== Document text ==

Because of the poor performances of the bad Supermans there was a stigma on it. That was the problem – how do you take that and contemporize it? It’s very difficult, and I think JJ [Abrams] had a brilliant interpretation of that story. I don’t know if you read that script?
Q: I didn’t.
Ratner: I thought it was brilliant because it showed something that could have happened previous to the mythology that people knew. It said that Superman’s father had this brother and they were the two leaders of Krypton and there was this civil war on the planet. 40 minutes of the movie took place on Krypton. We were going to build a fucking planet! That makes it worthwhile to make a Superman movie! People would have been like, ‘Holy shit, this is mindblowing!’ Unfortunately it was too expensive – my version going in was 260 to 280 million dollars. And if you go in there you know you’re going to end up over 300.
Q: Can Hollywood keep sustaining these bigger budgets? Pirates is doing amazing business, but so many movies have huge budgets and are not going to be able to make back what was spent on them, let alone turn a profit in theaters. The money Superman’s made now would have been a blockbuster years ago.
Ratner: I think what’s going to happen is that they’re going to keep getting bigger and bigger and a lot of people are going to get burned. Companies will go out of business. It’s cyclical. There’s going to be our version of – what’s that movie Cimino did? The movie that buried –
Q: Heaven’s Gate.
Ratner: Heaven’s Gate! There’s going to be our version of that.
Q: Which is a good movie. It gets a bum rap.
Ratner: Right! So many great movies don’t perform. When I saw them I thought they were hits – I went opening night, it was a packed theater, I didn’t watch the fucking box office back then, I was just a kid. Movies like Quiz Show – I thought that made a hundred million dollars but it only made 20 million dollars at the box office. I look back and see it on the list of all the grossing pictures and it’s number 3000 and I’m like ‘What?’ I love that movie!
So many great pictures didn’t perform. You can’t base… there’s Hollywood reality and then there’s reality then there’s internet reality. And it’s all different. Everyone has a point of view and nobody’s wrong. Look, a hit to me is a movie that when it plays in a theater, everywhere I wanted people to laugh they laugh. There’s no greater experience than sitting in a theater – well, Cannes was pretty exceptional, but they’re all snobs – going opening night [of X3] and seeing Bryan Singer there at Mann’s Chinese and having the seats vibrating, the walls vibrating. After the Sunset underperformed, but that movie was a crowd pleaser. If I had brought that in for 20 million –
Q: After the Sunset is a movie that seems like it should have performed. What happened?
Ratner: I don’t know. You can blame marketing, you can blame Pierce and Salma [note: Brett Ratner wrote in to clarify this point: "It sounds like I’m blaming them for the movie not performing. I didn’t mean it like that. I loved the movie and I wouldn’t change a thing if I could do it again." Sorry for any confusion on this point in the transcript]. Take the same movie with Brad and Angelina and it’s a 200 million dollar movie. That’s what I’m saying – I should have made that my little indy, grunge heist picture, the same way Ridley did that movie with Nic Cage.

===

Written problem 1>
Please pull out every line of the listing below that contains the string "dark", keeping each line unchanged. Case counts.

== Dataset ==

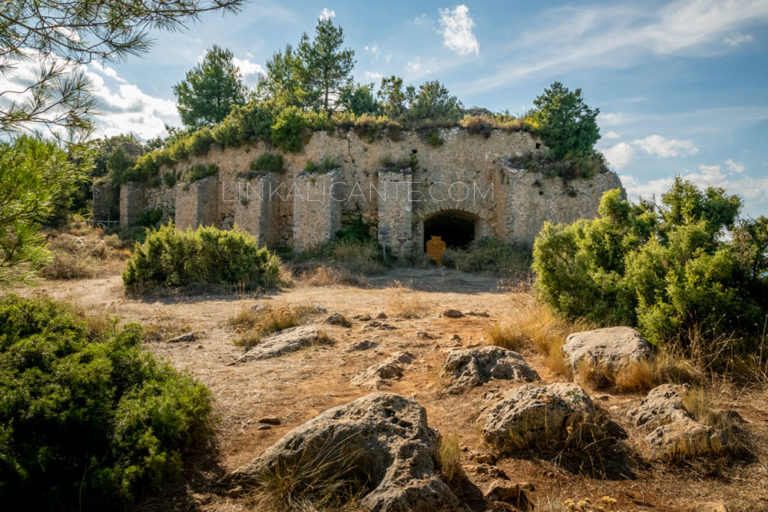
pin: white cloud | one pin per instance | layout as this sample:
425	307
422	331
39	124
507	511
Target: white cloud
666	148
414	65
457	30
737	39
619	155
734	166
619	35
610	118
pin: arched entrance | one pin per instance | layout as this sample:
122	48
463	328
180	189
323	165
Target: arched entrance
455	227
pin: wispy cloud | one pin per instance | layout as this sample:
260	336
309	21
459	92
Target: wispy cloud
456	28
618	36
663	147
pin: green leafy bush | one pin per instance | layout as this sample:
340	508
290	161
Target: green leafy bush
326	165
669	269
268	162
200	171
88	421
169	257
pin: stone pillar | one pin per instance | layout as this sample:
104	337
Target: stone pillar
316	212
102	201
197	203
396	211
253	209
131	203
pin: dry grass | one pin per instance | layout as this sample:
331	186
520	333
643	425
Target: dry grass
449	459
405	303
325	275
536	323
256	324
502	334
83	252
324	478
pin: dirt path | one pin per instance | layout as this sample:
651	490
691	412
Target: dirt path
298	386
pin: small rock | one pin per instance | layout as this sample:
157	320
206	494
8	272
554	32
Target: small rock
537	416
190	336
338	319
608	349
376	376
508	493
361	345
476	366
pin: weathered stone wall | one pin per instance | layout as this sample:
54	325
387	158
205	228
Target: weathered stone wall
197	203
533	199
316	213
254	208
467	174
396	210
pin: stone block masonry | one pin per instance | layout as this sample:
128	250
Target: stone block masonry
396	211
466	189
197	203
316	212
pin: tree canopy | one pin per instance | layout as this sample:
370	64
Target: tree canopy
566	124
210	90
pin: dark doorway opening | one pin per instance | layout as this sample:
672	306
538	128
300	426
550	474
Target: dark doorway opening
457	229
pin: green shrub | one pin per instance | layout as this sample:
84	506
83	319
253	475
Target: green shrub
169	257
88	421
326	165
268	162
290	129
148	218
434	139
670	269
200	171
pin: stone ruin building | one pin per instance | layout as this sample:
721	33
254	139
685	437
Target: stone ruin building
463	190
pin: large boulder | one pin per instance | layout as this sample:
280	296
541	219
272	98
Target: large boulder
675	433
538	416
382	441
607	349
475	366
283	342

===

Written problem 2>
Answer these questions about the interview above:
(a) How many minutes of the planned Superman movie took place on Krypton?
(b) According to Ratner, how much did Quiz Show make at the box office?
(c) Which film title does the interviewer supply when Ratner asks about the movie Cimino did?

Finished answer 1>
pin: dark doorway opening | one pin per instance | layout as this sample:
Target: dark doorway opening

Finished answer 2>
(a) 40 minutes
(b) 20 million dollars
(c) Heaven's Gate